----- Text block -----
We’ve seen this play out abroad. In Singapore, despite its strict ban, vapes are easily available on the black market—just at higher prices and with zero oversight. In India, after a sweeping ban, smuggled and bootleg devices flooded the market, leaving consumers at greater risk. In Australia, prohibition has backfired so badly that police unions openly admit they cannot control the illicit trade.
Contrast this with the UK. There, the government doesn’t just regulate vaping—it actively promotes it as a harm reduction tool. Public Health England concluded that vaping is at least 95% less harmful than smoking. British hospitals distribute e-cigarettes to patients trying to quit. As a result, smoking rates are falling faster in the UK than in most countries in the world. That is what evidence-based policy looks like.
Which path do we want Malaysia to take?
----- Information -----
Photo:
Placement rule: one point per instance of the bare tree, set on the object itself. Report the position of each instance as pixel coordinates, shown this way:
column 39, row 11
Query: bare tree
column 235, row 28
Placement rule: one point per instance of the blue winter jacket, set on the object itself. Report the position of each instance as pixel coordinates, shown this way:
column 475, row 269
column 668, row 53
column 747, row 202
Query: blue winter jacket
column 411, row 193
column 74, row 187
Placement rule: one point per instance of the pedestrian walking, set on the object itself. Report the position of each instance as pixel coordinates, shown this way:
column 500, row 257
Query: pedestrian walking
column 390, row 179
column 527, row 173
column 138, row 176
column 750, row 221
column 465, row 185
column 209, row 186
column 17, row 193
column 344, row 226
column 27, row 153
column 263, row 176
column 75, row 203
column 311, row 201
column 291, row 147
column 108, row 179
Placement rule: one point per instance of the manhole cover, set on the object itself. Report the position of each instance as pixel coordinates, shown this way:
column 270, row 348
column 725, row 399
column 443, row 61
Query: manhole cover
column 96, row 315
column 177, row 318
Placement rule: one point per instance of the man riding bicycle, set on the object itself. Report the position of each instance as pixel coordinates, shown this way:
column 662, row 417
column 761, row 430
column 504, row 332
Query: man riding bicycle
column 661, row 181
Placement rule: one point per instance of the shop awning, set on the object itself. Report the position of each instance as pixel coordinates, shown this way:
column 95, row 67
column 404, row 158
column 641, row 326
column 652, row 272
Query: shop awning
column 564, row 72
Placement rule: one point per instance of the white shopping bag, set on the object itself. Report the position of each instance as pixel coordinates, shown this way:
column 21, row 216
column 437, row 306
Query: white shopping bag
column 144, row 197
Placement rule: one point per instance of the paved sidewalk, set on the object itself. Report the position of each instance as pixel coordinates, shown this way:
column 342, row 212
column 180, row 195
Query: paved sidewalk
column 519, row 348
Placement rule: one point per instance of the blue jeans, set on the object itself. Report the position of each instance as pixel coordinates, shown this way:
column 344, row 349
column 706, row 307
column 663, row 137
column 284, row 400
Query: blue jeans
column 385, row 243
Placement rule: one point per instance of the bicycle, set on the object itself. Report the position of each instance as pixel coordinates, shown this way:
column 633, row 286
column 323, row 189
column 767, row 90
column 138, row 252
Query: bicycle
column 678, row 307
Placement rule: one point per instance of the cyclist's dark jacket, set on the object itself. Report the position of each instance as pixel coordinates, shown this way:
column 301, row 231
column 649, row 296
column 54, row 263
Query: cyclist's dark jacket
-----
Exercise:
List every country named in the text on vaping policy above.

Result of this exercise:
Singapore, India, Australia, the UK, Malaysia